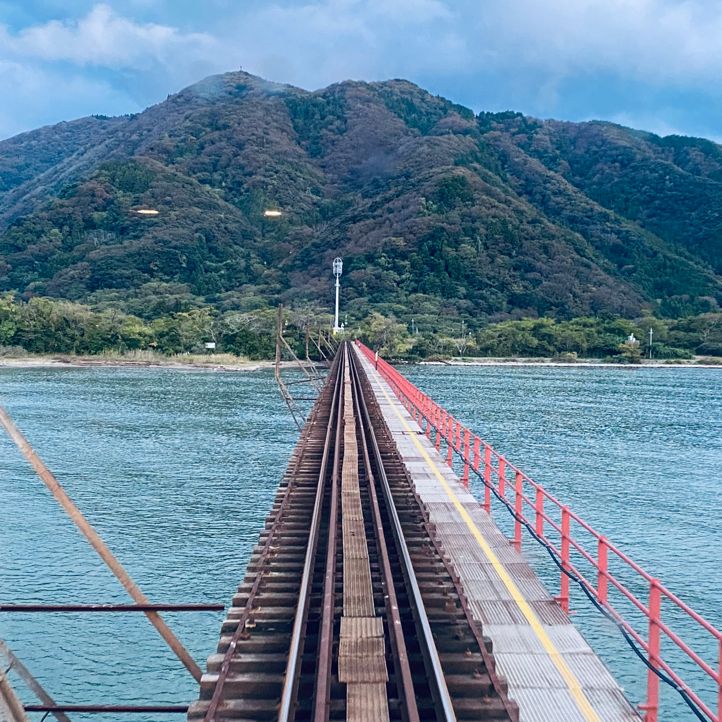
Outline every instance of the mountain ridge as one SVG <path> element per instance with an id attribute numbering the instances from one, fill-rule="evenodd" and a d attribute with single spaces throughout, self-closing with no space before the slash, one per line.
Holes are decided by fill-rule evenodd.
<path id="1" fill-rule="evenodd" d="M 679 316 L 722 303 L 720 204 L 702 139 L 227 73 L 0 142 L 0 290 L 149 318 L 329 305 L 339 253 L 354 318 Z"/>

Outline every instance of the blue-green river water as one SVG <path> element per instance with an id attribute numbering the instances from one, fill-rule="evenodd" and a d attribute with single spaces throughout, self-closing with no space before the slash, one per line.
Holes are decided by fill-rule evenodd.
<path id="1" fill-rule="evenodd" d="M 722 627 L 722 371 L 403 370 Z M 0 401 L 152 601 L 230 601 L 297 437 L 271 372 L 2 368 Z M 0 601 L 130 602 L 4 436 L 0 500 Z M 493 510 L 508 530 L 508 515 Z M 548 557 L 526 539 L 524 551 L 557 593 Z M 644 599 L 644 588 L 635 588 Z M 579 593 L 572 607 L 630 699 L 643 701 L 645 668 L 616 628 Z M 663 614 L 716 665 L 707 635 L 671 610 Z M 204 669 L 222 614 L 164 616 Z M 0 637 L 58 702 L 180 704 L 197 696 L 142 615 L 2 614 Z M 693 689 L 713 696 L 693 665 L 679 669 Z M 35 702 L 11 677 L 23 701 Z M 663 700 L 662 719 L 694 718 L 676 693 L 663 691 Z"/>

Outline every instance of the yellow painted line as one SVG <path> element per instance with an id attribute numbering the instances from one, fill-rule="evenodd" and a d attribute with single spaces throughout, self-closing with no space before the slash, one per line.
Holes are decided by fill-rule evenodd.
<path id="1" fill-rule="evenodd" d="M 453 505 L 456 508 L 456 510 L 461 515 L 461 518 L 464 519 L 466 526 L 469 527 L 469 531 L 472 534 L 474 534 L 474 539 L 476 539 L 477 542 L 479 543 L 479 546 L 482 547 L 484 553 L 487 555 L 487 558 L 490 562 L 491 562 L 492 566 L 494 567 L 497 574 L 499 575 L 499 578 L 504 583 L 504 586 L 509 591 L 509 593 L 511 594 L 514 601 L 516 602 L 517 606 L 521 610 L 521 613 L 526 617 L 526 621 L 531 625 L 531 628 L 534 630 L 534 633 L 539 638 L 539 640 L 543 645 L 544 648 L 547 651 L 547 653 L 549 654 L 549 657 L 551 657 L 552 661 L 554 663 L 554 666 L 557 670 L 559 670 L 559 674 L 562 675 L 562 677 L 569 690 L 570 694 L 573 697 L 574 697 L 574 701 L 576 703 L 577 707 L 579 708 L 579 711 L 581 712 L 588 722 L 601 722 L 596 713 L 594 711 L 593 708 L 589 703 L 589 700 L 586 698 L 584 692 L 582 691 L 581 685 L 579 684 L 579 680 L 577 679 L 577 678 L 574 676 L 574 673 L 569 669 L 569 665 L 567 664 L 566 660 L 565 660 L 564 657 L 562 656 L 561 653 L 554 646 L 552 640 L 549 639 L 549 635 L 547 635 L 544 631 L 544 629 L 539 622 L 539 620 L 536 618 L 536 615 L 534 613 L 531 607 L 529 606 L 529 602 L 527 602 L 527 601 L 524 599 L 521 592 L 519 591 L 519 589 L 514 583 L 513 580 L 509 576 L 509 574 L 504 568 L 503 565 L 499 561 L 499 558 L 494 553 L 491 547 L 489 546 L 488 542 L 484 538 L 481 531 L 479 531 L 478 527 L 474 523 L 471 516 L 469 516 L 469 513 L 456 497 L 456 495 L 454 494 L 453 490 L 448 485 L 446 479 L 442 476 L 441 472 L 437 468 L 436 464 L 432 461 L 431 457 L 428 455 L 428 453 L 427 453 L 426 449 L 421 445 L 421 443 L 419 441 L 418 434 L 414 433 L 412 430 L 411 427 L 409 427 L 406 423 L 406 419 L 401 416 L 396 404 L 391 400 L 391 397 L 386 393 L 386 390 L 381 385 L 381 380 L 376 375 L 376 372 L 374 370 L 373 367 L 371 367 L 371 373 L 373 374 L 377 383 L 378 383 L 379 388 L 381 389 L 383 395 L 386 397 L 386 401 L 388 401 L 391 405 L 391 407 L 396 412 L 396 416 L 399 417 L 401 423 L 406 427 L 411 438 L 414 440 L 414 443 L 421 452 L 421 455 L 424 457 L 426 463 L 428 464 L 429 466 L 433 469 L 436 478 L 439 480 L 439 482 L 443 487 L 444 491 L 446 492 L 447 496 L 453 503 Z"/>

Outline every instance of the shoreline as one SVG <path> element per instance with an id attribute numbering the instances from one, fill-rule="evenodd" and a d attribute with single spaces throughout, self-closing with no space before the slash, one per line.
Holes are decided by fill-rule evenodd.
<path id="1" fill-rule="evenodd" d="M 419 366 L 563 366 L 567 368 L 718 368 L 722 369 L 722 363 L 699 363 L 692 361 L 690 363 L 665 363 L 664 361 L 643 361 L 641 363 L 606 363 L 603 361 L 552 361 L 540 359 L 531 361 L 528 359 L 516 358 L 490 358 L 488 360 L 460 360 L 460 361 L 417 361 Z M 409 366 L 414 364 L 409 364 Z"/>
<path id="2" fill-rule="evenodd" d="M 227 358 L 227 357 L 226 357 Z M 325 365 L 317 363 L 316 365 Z M 722 363 L 710 364 L 692 361 L 685 363 L 665 363 L 664 361 L 643 361 L 641 363 L 606 363 L 601 361 L 585 360 L 573 362 L 565 361 L 552 361 L 551 359 L 530 360 L 529 358 L 484 358 L 469 357 L 462 360 L 449 361 L 416 361 L 397 362 L 399 366 L 515 366 L 515 367 L 564 367 L 565 368 L 716 368 L 722 370 Z M 208 361 L 188 360 L 169 358 L 154 359 L 152 360 L 108 358 L 108 357 L 92 356 L 22 356 L 18 357 L 0 357 L 0 368 L 84 368 L 84 367 L 126 367 L 126 368 L 164 368 L 175 369 L 181 371 L 220 371 L 251 373 L 265 369 L 272 369 L 273 361 L 248 361 L 239 357 L 238 363 L 228 363 L 226 359 L 223 361 L 214 360 L 209 357 Z M 294 361 L 282 361 L 283 369 L 298 368 L 298 365 Z"/>
<path id="3" fill-rule="evenodd" d="M 23 356 L 18 358 L 6 358 L 0 357 L 0 369 L 1 368 L 158 368 L 174 369 L 178 371 L 223 371 L 250 373 L 262 369 L 272 369 L 275 364 L 273 361 L 244 361 L 239 358 L 238 364 L 223 363 L 220 362 L 197 361 L 175 361 L 169 359 L 152 361 L 140 361 L 132 359 L 109 359 L 92 356 L 79 356 L 77 357 L 47 357 L 47 356 Z M 318 364 L 316 365 L 319 365 Z M 283 369 L 298 368 L 295 361 L 282 361 Z"/>

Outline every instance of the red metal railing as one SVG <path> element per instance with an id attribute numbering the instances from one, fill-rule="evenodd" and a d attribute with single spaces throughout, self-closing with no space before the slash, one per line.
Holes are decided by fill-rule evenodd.
<path id="1" fill-rule="evenodd" d="M 612 544 L 606 536 L 599 534 L 580 518 L 568 507 L 555 499 L 541 484 L 529 478 L 523 471 L 510 464 L 504 456 L 492 449 L 489 444 L 461 425 L 445 409 L 420 391 L 402 376 L 395 368 L 378 357 L 363 344 L 357 341 L 357 345 L 366 357 L 374 365 L 379 373 L 391 386 L 399 399 L 404 404 L 412 418 L 424 430 L 430 440 L 432 430 L 435 431 L 435 446 L 441 451 L 441 441 L 447 446 L 446 461 L 449 466 L 453 461 L 453 451 L 462 456 L 462 481 L 469 485 L 469 467 L 484 482 L 484 502 L 482 507 L 489 512 L 491 508 L 492 491 L 514 512 L 514 538 L 511 544 L 517 550 L 521 549 L 521 527 L 528 525 L 536 536 L 557 556 L 562 570 L 560 575 L 560 593 L 556 599 L 565 612 L 569 612 L 568 574 L 573 575 L 583 585 L 588 594 L 609 613 L 617 625 L 644 651 L 648 663 L 647 700 L 640 705 L 645 711 L 645 722 L 657 722 L 659 709 L 660 677 L 661 672 L 681 689 L 688 699 L 695 705 L 712 722 L 722 722 L 722 632 L 716 630 L 694 609 L 684 604 L 662 585 L 660 580 L 645 572 L 623 552 Z M 462 440 L 463 438 L 463 440 Z M 513 478 L 510 478 L 511 475 Z M 513 494 L 513 498 L 507 495 Z M 547 508 L 545 510 L 545 504 Z M 554 518 L 549 516 L 549 508 L 556 510 Z M 526 513 L 531 513 L 531 518 Z M 576 535 L 573 536 L 572 524 Z M 549 529 L 550 528 L 550 529 Z M 547 534 L 551 533 L 553 538 Z M 586 543 L 591 542 L 596 547 L 591 552 L 583 546 L 579 540 L 580 533 L 585 535 Z M 590 539 L 591 537 L 591 539 Z M 590 580 L 581 571 L 578 564 L 573 563 L 570 552 L 573 549 L 575 558 L 586 561 L 591 566 L 591 575 L 596 580 Z M 627 571 L 632 570 L 637 578 L 648 587 L 649 597 L 646 604 L 638 599 L 617 575 L 609 569 L 609 557 L 617 562 L 622 562 Z M 579 562 L 578 562 L 579 563 Z M 609 599 L 609 586 L 612 591 L 617 590 L 622 600 L 626 600 L 633 609 L 638 610 L 646 619 L 648 625 L 646 638 L 629 623 L 619 612 L 612 606 Z M 633 585 L 632 585 L 633 586 Z M 705 661 L 675 633 L 661 619 L 662 601 L 670 602 L 689 619 L 712 635 L 712 642 L 716 652 L 717 669 Z M 700 699 L 680 678 L 679 674 L 662 658 L 662 635 L 674 643 L 700 669 L 709 676 L 716 690 L 717 714 Z"/>

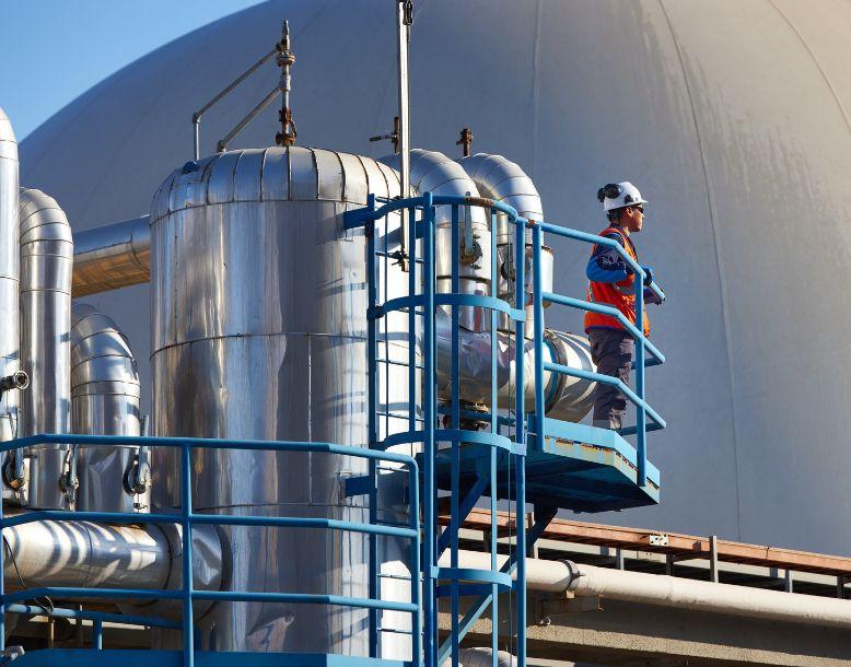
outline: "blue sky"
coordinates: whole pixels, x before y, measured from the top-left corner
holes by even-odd
[[[21,141],[116,70],[259,0],[0,0],[0,106]]]

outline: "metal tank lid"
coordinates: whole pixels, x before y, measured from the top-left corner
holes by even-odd
[[[371,157],[303,147],[228,151],[187,162],[163,182],[151,224],[193,207],[236,201],[341,201],[396,197],[399,175]]]

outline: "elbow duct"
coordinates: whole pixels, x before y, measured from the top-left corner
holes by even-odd
[[[150,280],[151,226],[148,215],[74,235],[74,297]]]
[[[140,435],[141,388],[130,342],[112,318],[75,303],[71,327],[71,412],[74,433]],[[129,476],[136,447],[78,448],[77,508],[133,512],[150,504],[147,490],[133,494]]]
[[[73,238],[65,211],[42,190],[21,189],[21,367],[32,386],[21,395],[19,435],[70,431],[71,268]],[[69,448],[30,449],[26,503],[62,508],[72,482]]]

.....

▸ YOUR OBJECTIVE:
Please pick out each line of the material above that contains the string "blue" and copy it. Match case exactly.

▸ EXERCISE SOLUTION:
Outline every instance of the blue-green river water as one SVG <path> element per instance with an id attribute numbering the instances from one, fill-rule="evenodd" and a d attribute with single spaces throughout, self-closing with no space before the slash, one per line.
outline: "blue sky"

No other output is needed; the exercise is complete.